Copy out every one of the lines below, swapping each "marker" for "dot" and leaving everything else untouched.
━━━━━━
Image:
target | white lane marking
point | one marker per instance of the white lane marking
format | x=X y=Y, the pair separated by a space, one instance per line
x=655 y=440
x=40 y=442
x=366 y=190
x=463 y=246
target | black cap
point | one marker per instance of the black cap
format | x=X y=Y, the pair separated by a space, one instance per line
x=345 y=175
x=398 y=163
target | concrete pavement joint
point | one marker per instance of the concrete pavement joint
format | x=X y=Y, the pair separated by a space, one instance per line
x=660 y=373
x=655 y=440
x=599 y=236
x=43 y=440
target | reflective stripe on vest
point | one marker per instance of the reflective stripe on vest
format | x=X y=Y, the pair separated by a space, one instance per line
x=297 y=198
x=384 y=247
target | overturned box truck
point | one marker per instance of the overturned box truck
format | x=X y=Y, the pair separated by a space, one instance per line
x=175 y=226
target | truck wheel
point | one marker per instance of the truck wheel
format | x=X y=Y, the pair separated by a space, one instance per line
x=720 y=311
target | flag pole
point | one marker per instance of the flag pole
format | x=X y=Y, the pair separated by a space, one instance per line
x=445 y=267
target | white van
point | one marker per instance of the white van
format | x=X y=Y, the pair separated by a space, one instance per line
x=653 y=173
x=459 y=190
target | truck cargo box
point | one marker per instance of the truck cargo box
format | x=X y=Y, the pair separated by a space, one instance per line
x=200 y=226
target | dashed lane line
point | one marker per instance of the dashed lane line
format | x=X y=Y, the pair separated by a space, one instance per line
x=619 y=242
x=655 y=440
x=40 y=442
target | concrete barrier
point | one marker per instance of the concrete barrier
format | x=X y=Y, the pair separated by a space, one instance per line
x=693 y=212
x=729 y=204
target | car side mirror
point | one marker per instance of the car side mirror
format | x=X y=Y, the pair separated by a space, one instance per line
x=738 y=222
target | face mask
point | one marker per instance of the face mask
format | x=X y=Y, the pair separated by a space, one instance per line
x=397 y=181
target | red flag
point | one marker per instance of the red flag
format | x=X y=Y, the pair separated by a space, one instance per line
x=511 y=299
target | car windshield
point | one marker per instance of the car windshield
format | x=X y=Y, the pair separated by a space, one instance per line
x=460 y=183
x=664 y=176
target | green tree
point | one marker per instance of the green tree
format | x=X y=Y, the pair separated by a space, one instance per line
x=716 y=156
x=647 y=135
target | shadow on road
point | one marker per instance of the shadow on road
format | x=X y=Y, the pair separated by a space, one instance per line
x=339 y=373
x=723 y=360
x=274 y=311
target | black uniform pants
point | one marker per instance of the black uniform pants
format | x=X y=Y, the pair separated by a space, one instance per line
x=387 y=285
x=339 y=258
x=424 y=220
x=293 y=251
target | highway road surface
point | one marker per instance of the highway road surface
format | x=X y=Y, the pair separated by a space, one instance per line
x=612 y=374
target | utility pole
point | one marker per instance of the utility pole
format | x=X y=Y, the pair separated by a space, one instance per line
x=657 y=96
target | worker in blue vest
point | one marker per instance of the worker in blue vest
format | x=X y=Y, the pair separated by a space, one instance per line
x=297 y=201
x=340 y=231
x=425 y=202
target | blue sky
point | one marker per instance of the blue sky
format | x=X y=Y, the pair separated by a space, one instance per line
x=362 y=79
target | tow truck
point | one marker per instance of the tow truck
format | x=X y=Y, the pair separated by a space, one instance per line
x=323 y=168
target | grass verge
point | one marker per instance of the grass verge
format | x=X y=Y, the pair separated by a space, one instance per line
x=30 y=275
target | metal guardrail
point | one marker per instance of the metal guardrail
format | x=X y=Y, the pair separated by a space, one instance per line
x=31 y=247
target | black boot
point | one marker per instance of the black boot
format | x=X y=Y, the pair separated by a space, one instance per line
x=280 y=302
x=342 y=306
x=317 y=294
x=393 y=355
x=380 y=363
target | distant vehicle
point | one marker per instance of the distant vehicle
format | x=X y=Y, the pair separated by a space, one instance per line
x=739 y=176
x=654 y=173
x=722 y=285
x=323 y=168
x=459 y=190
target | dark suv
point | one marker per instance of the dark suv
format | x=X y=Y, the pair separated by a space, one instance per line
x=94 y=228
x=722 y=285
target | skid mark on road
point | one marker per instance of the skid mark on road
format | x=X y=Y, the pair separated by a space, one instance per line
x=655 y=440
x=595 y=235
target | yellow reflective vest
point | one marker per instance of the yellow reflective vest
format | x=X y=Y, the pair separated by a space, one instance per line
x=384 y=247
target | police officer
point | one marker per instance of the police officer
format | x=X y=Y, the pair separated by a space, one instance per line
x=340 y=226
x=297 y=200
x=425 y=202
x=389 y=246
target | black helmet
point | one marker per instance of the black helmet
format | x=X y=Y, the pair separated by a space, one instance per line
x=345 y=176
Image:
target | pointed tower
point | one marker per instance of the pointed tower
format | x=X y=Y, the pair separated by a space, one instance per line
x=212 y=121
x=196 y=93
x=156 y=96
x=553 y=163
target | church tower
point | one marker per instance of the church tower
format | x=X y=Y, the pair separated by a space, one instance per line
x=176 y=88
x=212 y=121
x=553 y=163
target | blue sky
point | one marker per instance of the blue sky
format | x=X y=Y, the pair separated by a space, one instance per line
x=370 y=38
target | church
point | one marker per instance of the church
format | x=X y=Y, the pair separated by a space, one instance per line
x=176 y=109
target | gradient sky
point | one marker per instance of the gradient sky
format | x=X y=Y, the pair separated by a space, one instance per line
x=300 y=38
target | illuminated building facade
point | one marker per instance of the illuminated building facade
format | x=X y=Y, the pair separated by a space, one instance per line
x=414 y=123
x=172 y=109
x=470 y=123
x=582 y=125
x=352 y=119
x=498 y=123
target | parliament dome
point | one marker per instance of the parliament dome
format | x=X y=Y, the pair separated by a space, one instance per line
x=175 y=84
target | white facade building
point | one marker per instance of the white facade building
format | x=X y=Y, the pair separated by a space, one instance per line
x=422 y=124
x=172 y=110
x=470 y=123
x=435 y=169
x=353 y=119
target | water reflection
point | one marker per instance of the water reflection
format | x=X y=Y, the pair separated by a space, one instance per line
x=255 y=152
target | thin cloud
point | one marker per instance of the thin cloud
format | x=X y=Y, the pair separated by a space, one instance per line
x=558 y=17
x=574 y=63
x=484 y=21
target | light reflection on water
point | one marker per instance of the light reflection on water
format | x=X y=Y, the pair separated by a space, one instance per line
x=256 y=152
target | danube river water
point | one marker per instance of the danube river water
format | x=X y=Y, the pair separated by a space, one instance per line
━━━━━━
▶ _SOLUTION_:
Image:
target | white lane marking
point | one dot per instance of the white lane marking
format | x=X y=Y, the pair separated by a space, one instance per line
x=655 y=440
x=40 y=442
x=366 y=190
x=463 y=246
target | black cap
point | one dot per instance of the black cap
format | x=X y=Y, the pair separated by a space, one instance per line
x=345 y=175
x=398 y=163
target | concrete pavement joint
point | one dot per instance of the concrete pavement joint
format | x=X y=Y, the pair separated by a space, one instance per line
x=660 y=373
x=655 y=440
x=599 y=236
x=43 y=440
target | reflective stripe on vest
point | one dot per instance of the reflective stripe on vest
format | x=X y=Y, the pair separated by a space, one instance per line
x=297 y=198
x=384 y=247
target | overturned box truck
point | one dot per instance of the overturned box truck
format | x=X y=Y, the pair separated by a space, one instance per line
x=175 y=226
target | truck wheel
point | one dot per instance of the truck wheel
format | x=X y=Y, the pair separated by a space, one instance per line
x=720 y=311
target | flag pole
point | one dot per instance of the flag pole
format | x=X y=Y, the pair separated by a space, one instance per line
x=445 y=267
target | white van
point | one dot per instance of the white van
format | x=X y=Y, the pair separated by a space, one instance per line
x=653 y=173
x=459 y=190
target | truck cargo box
point | one dot per instance of the truck cargo box
format | x=X y=Y, the pair separated by a space, one instance per line
x=200 y=226
target | dashed lane line
point | one dot per instance of the dashed lane line
format | x=X y=Y, the pair separated by a space, one instance per line
x=619 y=242
x=655 y=440
x=40 y=442
target | concrete barrier
point | one dot per instance of the concrete barrier
format | x=X y=Y, the pair separated by a space, one instance per line
x=693 y=212
x=729 y=204
target | car side mirror
point | one dot per instance of the car side mirror
format | x=X y=Y, the pair separated by a space, one instance per line
x=738 y=222
target | face mask
point | one dot per instance of the face mask
format | x=X y=Y, the pair separated by a space, one instance per line
x=397 y=181
target | red flag
point | one dot per instance of the red flag
format | x=X y=Y, the pair separated by a space, one instance per line
x=511 y=299
target | car windshield
point | one dot per instance of the car windshield
format | x=X y=Y, the pair separated by a space, one instance per line
x=460 y=183
x=664 y=176
target | green tree
point | one dot per instance of the green tree
format | x=X y=Y, the pair separated by a space, one instance per line
x=716 y=156
x=647 y=135
target | shadow on road
point | one dot per instance of the shadow on road
format | x=X y=Y, the pair separated by a space, one instance per line
x=339 y=373
x=723 y=360
x=274 y=311
target | black uniform pants
point | one dot per instance of the black uniform pants
format | x=X y=Y, the pair separated by a space, one instance per line
x=387 y=285
x=339 y=258
x=424 y=220
x=293 y=251
target | highway road surface
point | one dot per instance of the highway road surface
format | x=X y=Y, the pair separated by a space, one instance per line
x=612 y=374
target | utility pole
point | one dot per instance of the utility pole
format | x=X y=Y, the pair separated by a space, one instance per line
x=657 y=96
target | worker in blue vest
point | one dot per instance of the worker in blue vest
format | x=X y=Y, the pair separated by a space, one instance per line
x=297 y=201
x=340 y=231
x=425 y=202
target | blue sky
point | one dot per instance of the blue sky
format | x=X y=Y, the pair separated by a space, one instance per line
x=362 y=79
target | tow truck
point | one dot per instance of the tow truck
format | x=X y=Y, the pair separated by a space, one instance per line
x=323 y=168
target | grass verge
point | one dot per instance of the grass verge
format | x=X y=Y, the pair separated by a space, one instance per line
x=30 y=275
target | metal guardrail
point | one dot per instance of the metal guardrail
format | x=X y=Y, the pair separated by a space, one instance per line
x=31 y=247
target | black boot
point | one dot per instance of the black boot
format | x=X y=Y, the pair separated by a space, one instance per line
x=280 y=302
x=342 y=306
x=317 y=294
x=393 y=355
x=380 y=363
target | distant vehicle
point | one dot per instance of the distant vehicle
format | x=X y=Y, the pair separated by a space, one instance per line
x=739 y=176
x=654 y=173
x=722 y=285
x=323 y=168
x=459 y=190
target | dark suv
point | one dot per instance of the dark suv
format | x=X y=Y, the pair separated by a space, one instance per line
x=94 y=228
x=722 y=285
target | skid mark on road
point | one dot per instance of the skid mark on road
format | x=X y=Y, the pair separated by a space, one instance per line
x=655 y=440
x=595 y=235
target | yellow reflective vest
point | one dot per instance of the yellow reflective vest
format | x=X y=Y, the pair separated by a space, one instance per line
x=384 y=247
target | police officer
point | one dot per instance of the police officer
format | x=X y=Y, the pair separated by a space, one instance per line
x=340 y=226
x=297 y=200
x=425 y=202
x=389 y=246
target | black helmet
point | one dot per instance of the black helmet
format | x=X y=Y, the pair separated by a space, one instance per line
x=345 y=176
Image:
target | pointed tower
point | one dot per instance of the pointed tower
format | x=X y=Y, the pair separated by a space, one instance per line
x=212 y=121
x=196 y=93
x=156 y=96
x=553 y=163
target | church tower
point | one dot per instance of the church tower
format | x=X y=Y, the pair separated by a space, one instance per line
x=176 y=88
x=212 y=121
x=553 y=163
target | blue sky
point | one dot per instance of the blue sky
format | x=X y=Y, the pair separated by a space, one instance per line
x=370 y=38
target | church
point | one dot per instance of the church
format | x=X y=Y, the pair separated by a space, one instance per line
x=176 y=109
target | gradient sky
point | one dot per instance of the gradient sky
format | x=X y=Y, the pair separated by a space, one instance per line
x=300 y=38
target | illuminated building facade
point | one dot per instance of the illuminated building facade
format | x=X y=Y, the pair separated by a space, one instance per line
x=414 y=123
x=172 y=109
x=470 y=123
x=582 y=125
x=352 y=119
x=498 y=123
target | parliament dome
point | one dot per instance of the parliament dome
format | x=X y=Y, the pair separated by a space, one instance per line
x=175 y=84
target | white facade building
point | one dot per instance of the white facade building
format | x=X y=Y, the pair separated by a space, one instance per line
x=422 y=124
x=172 y=110
x=470 y=123
x=435 y=169
x=353 y=119
target | water reflection
point | one dot per instance of the water reflection
format | x=X y=Y, the pair separated by a space, one instance per line
x=255 y=152
target | thin cloud
point | one dot per instance of the thin cloud
format | x=X y=Y, the pair separated by a space, one instance per line
x=558 y=17
x=574 y=63
x=484 y=21
target | light reflection on water
point | one dot per instance of the light reflection on water
format | x=X y=Y, the pair separated by a space, one instance per line
x=256 y=152
target | danube river water
point | one dot per instance of the danube river water
format | x=X y=Y, the pair separated by a space, one instance per line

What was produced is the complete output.